* **Task description**: Return all entries below exactly. Skip nothing.

* **Data for analysis**:

────────

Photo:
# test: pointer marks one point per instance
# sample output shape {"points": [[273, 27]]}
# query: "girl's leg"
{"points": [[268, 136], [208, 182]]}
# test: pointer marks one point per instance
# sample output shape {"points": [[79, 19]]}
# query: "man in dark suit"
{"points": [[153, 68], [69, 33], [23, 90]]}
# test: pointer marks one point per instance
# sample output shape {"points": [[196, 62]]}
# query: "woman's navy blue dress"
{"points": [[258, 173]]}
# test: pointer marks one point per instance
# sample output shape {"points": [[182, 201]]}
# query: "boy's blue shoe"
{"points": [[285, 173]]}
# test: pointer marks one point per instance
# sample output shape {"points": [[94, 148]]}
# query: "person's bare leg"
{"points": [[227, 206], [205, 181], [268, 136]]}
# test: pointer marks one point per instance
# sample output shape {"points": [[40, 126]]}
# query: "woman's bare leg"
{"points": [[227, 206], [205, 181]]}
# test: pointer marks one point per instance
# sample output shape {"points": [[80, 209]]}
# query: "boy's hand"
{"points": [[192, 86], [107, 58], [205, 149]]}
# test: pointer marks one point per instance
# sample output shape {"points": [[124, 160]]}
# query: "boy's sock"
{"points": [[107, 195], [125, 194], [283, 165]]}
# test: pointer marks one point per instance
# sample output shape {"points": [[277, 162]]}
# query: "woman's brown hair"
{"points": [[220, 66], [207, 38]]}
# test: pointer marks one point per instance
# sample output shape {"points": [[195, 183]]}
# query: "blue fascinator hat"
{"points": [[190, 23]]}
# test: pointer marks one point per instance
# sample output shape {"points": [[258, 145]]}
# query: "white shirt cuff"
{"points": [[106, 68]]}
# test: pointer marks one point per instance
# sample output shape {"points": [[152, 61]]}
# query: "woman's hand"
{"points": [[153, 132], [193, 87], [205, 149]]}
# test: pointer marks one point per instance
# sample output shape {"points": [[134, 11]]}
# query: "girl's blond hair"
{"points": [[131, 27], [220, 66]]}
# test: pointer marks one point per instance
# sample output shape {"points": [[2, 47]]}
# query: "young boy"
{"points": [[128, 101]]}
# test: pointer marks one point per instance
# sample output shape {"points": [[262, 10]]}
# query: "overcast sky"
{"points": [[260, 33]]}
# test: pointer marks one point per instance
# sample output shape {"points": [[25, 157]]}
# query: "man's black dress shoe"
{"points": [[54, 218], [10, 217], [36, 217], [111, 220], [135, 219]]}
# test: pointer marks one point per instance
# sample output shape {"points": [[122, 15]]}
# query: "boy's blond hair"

────────

* **Task output**:
Photo:
# test: pointer marks one point per instance
# sample output shape {"points": [[273, 27]]}
# query: "girl's leg"
{"points": [[268, 136], [208, 182]]}
# test: pointer marks one point per instance
# sample output shape {"points": [[79, 19]]}
# query: "man in dark suit"
{"points": [[153, 68], [69, 33], [23, 90]]}
# test: pointer marks one point per instance
# sample output shape {"points": [[196, 62]]}
# query: "woman's navy blue dress"
{"points": [[258, 173]]}
# test: pointer marks one point per instance
# sample output shape {"points": [[182, 201]]}
# query: "boy's blue shoe"
{"points": [[285, 173]]}
# test: pointer marks one point per instance
# sample output shape {"points": [[94, 148]]}
# query: "person's bare leg"
{"points": [[227, 206], [205, 181], [268, 136]]}
# test: pointer marks one point per instance
# sample output shape {"points": [[40, 126]]}
# query: "woman's bare leg"
{"points": [[227, 206], [205, 181]]}
# test: pointer marks one point per instance
# sample output shape {"points": [[80, 209]]}
# query: "boy's hand"
{"points": [[192, 86], [107, 58], [205, 149]]}
# test: pointer marks one point per instance
# sample output shape {"points": [[124, 160]]}
# query: "boy's sock"
{"points": [[107, 195], [125, 194], [283, 165]]}
# test: pointer marks one point per instance
# sample output shape {"points": [[277, 162]]}
# query: "woman's brown hair"
{"points": [[220, 66], [207, 38]]}
# test: pointer marks one point per instance
# sample output shape {"points": [[195, 183]]}
# query: "blue fascinator hat"
{"points": [[190, 23]]}
# test: pointer marks one point per instance
# sample output shape {"points": [[258, 145]]}
# query: "white shirt cuff"
{"points": [[106, 68]]}
# test: pointer marks one point per instance
# sample output shape {"points": [[152, 61]]}
# query: "woman's hand"
{"points": [[153, 132], [193, 87], [205, 149]]}
# test: pointer marks one point per instance
# sample output shape {"points": [[134, 11]]}
# query: "girl's blond hair"
{"points": [[131, 27], [220, 66]]}
# test: pointer marks one point per instance
# sample output shape {"points": [[2, 47]]}
# query: "young boy"
{"points": [[128, 101]]}
# test: pointer marks one point per instance
# sample output shape {"points": [[262, 10]]}
# query: "overcast sky"
{"points": [[260, 33]]}
# test: pointer marks one point per instance
# sample output shape {"points": [[25, 157]]}
# query: "man's black dress shoe"
{"points": [[54, 218], [10, 217], [36, 217], [111, 220], [135, 219]]}
# test: pointer marks one point per instance
# sample output shape {"points": [[122, 15]]}
# query: "boy's blond hair"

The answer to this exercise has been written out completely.